====== AVAILABLE DATA ======
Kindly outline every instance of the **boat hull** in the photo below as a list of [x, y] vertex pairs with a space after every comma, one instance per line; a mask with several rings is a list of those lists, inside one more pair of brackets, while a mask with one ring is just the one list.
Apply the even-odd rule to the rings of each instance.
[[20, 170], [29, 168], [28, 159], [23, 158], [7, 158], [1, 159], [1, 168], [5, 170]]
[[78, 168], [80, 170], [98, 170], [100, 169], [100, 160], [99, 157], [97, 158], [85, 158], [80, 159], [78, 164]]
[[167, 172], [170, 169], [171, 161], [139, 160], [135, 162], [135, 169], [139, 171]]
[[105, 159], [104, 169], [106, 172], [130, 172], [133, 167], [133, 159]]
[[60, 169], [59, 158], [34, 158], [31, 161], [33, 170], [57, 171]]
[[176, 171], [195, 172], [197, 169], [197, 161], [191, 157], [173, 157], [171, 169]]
======
====== AVAILABLE DATA ======
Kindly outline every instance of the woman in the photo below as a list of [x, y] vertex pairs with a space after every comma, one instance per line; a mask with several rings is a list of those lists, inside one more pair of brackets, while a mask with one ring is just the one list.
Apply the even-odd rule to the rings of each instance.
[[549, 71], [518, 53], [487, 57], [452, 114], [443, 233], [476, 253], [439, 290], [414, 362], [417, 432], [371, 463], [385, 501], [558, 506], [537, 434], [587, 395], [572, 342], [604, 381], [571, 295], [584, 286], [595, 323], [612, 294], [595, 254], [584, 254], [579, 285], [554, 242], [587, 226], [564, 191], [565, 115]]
======
- **REQUIRED WORK**:
Convert the records from the line with "Kindly outline every instance of the **boat" up to and including the line with "159], [78, 164]]" into a JSON list of strings, one string per line, leaving out blank lines.

- **TASK SOLUTION**:
[
  "Kindly outline every instance of the **boat hull** in the photo below as a list of [x, y] vertex pairs with a space after every comma, one instance per line; a mask with several rings is a list of those lists, inside one more pair of brackets, while a mask with one ring is just the one list.",
  "Apply the even-odd rule to the rings of each instance.",
  "[[20, 170], [29, 168], [28, 159], [23, 158], [7, 158], [1, 159], [1, 168], [5, 170]]",
  "[[78, 168], [80, 170], [98, 170], [100, 169], [100, 160], [99, 157], [97, 158], [85, 158], [80, 159], [78, 164]]"
]